Directions:
The answer must be the full set of records, repeated exactly.

Data entries:
<<<<
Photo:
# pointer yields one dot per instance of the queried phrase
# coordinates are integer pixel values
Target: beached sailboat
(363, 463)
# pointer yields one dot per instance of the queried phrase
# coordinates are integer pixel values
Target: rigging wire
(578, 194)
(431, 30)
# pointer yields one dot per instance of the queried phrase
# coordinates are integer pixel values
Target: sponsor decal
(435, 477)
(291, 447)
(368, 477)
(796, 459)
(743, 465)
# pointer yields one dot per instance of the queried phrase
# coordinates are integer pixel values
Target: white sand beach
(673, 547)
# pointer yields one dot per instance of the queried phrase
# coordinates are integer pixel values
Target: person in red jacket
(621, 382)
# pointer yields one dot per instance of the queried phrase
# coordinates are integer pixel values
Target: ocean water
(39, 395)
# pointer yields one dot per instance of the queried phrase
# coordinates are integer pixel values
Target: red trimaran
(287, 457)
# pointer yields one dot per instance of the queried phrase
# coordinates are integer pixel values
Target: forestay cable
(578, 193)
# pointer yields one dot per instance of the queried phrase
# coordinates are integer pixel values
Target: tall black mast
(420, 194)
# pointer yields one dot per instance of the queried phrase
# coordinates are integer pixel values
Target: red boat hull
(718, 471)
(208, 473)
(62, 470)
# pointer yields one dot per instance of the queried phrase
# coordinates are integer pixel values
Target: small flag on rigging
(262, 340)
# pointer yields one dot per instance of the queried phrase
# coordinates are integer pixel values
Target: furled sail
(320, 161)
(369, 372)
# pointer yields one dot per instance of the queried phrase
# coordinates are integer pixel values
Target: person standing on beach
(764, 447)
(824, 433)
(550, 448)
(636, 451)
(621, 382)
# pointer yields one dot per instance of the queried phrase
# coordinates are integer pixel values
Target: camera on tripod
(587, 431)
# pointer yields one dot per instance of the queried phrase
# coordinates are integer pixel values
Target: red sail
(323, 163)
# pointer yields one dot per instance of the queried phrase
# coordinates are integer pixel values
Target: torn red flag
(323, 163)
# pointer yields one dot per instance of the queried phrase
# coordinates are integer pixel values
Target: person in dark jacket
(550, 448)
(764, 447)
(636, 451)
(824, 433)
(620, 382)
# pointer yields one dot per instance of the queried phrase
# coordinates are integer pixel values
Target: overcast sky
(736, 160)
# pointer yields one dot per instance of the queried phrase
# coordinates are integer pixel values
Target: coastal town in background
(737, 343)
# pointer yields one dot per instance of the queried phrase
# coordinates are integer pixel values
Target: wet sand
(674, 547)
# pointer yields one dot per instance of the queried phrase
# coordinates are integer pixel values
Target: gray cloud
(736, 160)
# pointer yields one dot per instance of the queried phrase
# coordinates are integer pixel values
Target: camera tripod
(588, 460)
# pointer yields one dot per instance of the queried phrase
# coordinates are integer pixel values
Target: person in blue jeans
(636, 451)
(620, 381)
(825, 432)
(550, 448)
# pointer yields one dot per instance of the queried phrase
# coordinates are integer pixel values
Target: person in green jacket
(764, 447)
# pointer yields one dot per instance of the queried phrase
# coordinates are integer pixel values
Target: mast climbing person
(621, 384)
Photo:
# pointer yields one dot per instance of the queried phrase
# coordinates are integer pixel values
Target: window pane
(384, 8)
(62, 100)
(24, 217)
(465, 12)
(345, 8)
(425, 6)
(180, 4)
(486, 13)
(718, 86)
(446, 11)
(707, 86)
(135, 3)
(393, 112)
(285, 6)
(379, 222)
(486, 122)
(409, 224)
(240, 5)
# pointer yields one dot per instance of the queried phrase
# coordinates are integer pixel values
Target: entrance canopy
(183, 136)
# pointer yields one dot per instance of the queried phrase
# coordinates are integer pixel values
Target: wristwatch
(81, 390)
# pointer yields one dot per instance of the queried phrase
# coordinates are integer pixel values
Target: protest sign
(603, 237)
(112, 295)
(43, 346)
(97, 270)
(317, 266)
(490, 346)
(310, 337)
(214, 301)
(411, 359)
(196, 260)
>>>>
Output for this task:
Photo:
# pointer yields one dot per instance of the queried phrase
# coordinates are integer pixel values
Target: beached sailboat
(363, 463)
# pointer yields one dot per instance of the queried phrase
# coordinates are integer pixel values
Target: rigging wire
(578, 194)
(431, 30)
# pointer yields one dot per instance of the queried phrase
# coordinates are integer pixel values
Target: sponsor decal
(435, 477)
(291, 447)
(368, 477)
(796, 459)
(743, 465)
# pointer yields one dot per instance of the queried phrase
# coordinates are integer pixel values
Target: white sand beach
(673, 547)
# pointer yields one dot per instance of the queried phrase
# coordinates are integer pixel values
Target: person in red jacket
(621, 382)
# pointer yields one dot per instance of the queried phrase
# coordinates are integer pixel values
Target: ocean water
(39, 395)
# pointer yields one dot per instance of the queried phrase
# coordinates are integer pixel values
Target: red trimaran
(287, 457)
# pointer yields one dot per instance of the queried phrase
# coordinates are integer pixel values
Target: forestay cable
(578, 193)
# pointer yields one dot per instance of the queried phrase
# coordinates are integer pixel values
Target: tall black mast
(420, 194)
# pointer yields one dot per instance of the queried phrase
# coordinates are integer pixel values
Target: red boat hull
(718, 471)
(208, 473)
(62, 470)
# pointer yields one dot per instance of the queried phrase
# coordinates are integer pixel values
Target: small flag on rigging
(262, 340)
# pointer yields one dot per instance of the queried phrase
# coordinates are integer pixel values
Target: furled sail
(320, 161)
(369, 372)
# pointer yields one dot per instance of the queried phrase
# coordinates are integer pixel values
Target: person standing on beach
(764, 447)
(824, 433)
(550, 448)
(636, 451)
(621, 382)
# pointer yields one dot per instance of the queried phrase
# coordinates are integer pixel values
Target: camera on tripod
(587, 431)
# pointer yields one dot per instance of the queried phrase
# coordinates are integer pixel values
Target: red sail
(323, 163)
# pointer yields one dot per instance of the queried phrase
# coordinates are integer pixel values
Target: torn red flag
(323, 163)
# pointer yields one dot per instance of the queried phrase
# coordinates are integer pixel values
Target: person in dark jacket
(550, 448)
(764, 447)
(636, 451)
(824, 433)
(620, 382)
# pointer yields one dot per instance of the queried phrase
# coordinates are integer pixel values
Target: overcast sky
(736, 160)
# pointer yields one dot per instance of the queried phrase
# coordinates are integer pixel values
Target: coastal town in background
(737, 343)
# pointer yields one dot per instance of the queried phrase
# coordinates are integer pixel values
Target: wet sand
(674, 547)
# pointer yields one dot per instance of the queried phrase
# coordinates are integer pixel values
Target: gray cloud
(736, 160)
# pointer yields one dot per instance of the queried phrase
# coordinates are integer pixel values
Target: camera tripod
(588, 460)
# pointer yields one dot per instance of the queried phrase
# coordinates are integer pixel values
Target: person in blue jeans
(636, 451)
(620, 381)
(825, 432)
(550, 448)
# pointer yields one dot per instance of the queried phrase
# coordinates are integer pixel values
Target: person in green jacket
(764, 447)
# pointer yields one dot per instance of the queried phrase
# coordinates are integer pixel values
Target: mast climbing person
(621, 384)
Photo:
# pointer yields one dot per instance of the queried phrase
# coordinates are integer pixel values
Target: window pane
(384, 8)
(62, 100)
(24, 217)
(465, 12)
(345, 8)
(425, 6)
(180, 4)
(486, 13)
(718, 86)
(446, 11)
(707, 86)
(135, 3)
(393, 112)
(285, 6)
(379, 222)
(486, 122)
(409, 224)
(240, 5)
# pointer yields one dot per instance of the queried phrase
# coordinates are integer pixel values
Target: entrance canopy
(183, 136)
# pointer yields one dot per instance of the queried phrase
# coordinates are integer pixel values
Target: wristwatch
(81, 390)
# pointer yields one dot per instance of the queried phrase
# coordinates are integer pixel values
Target: protest sign
(603, 237)
(112, 295)
(43, 346)
(97, 270)
(317, 266)
(490, 346)
(310, 337)
(214, 301)
(411, 359)
(196, 260)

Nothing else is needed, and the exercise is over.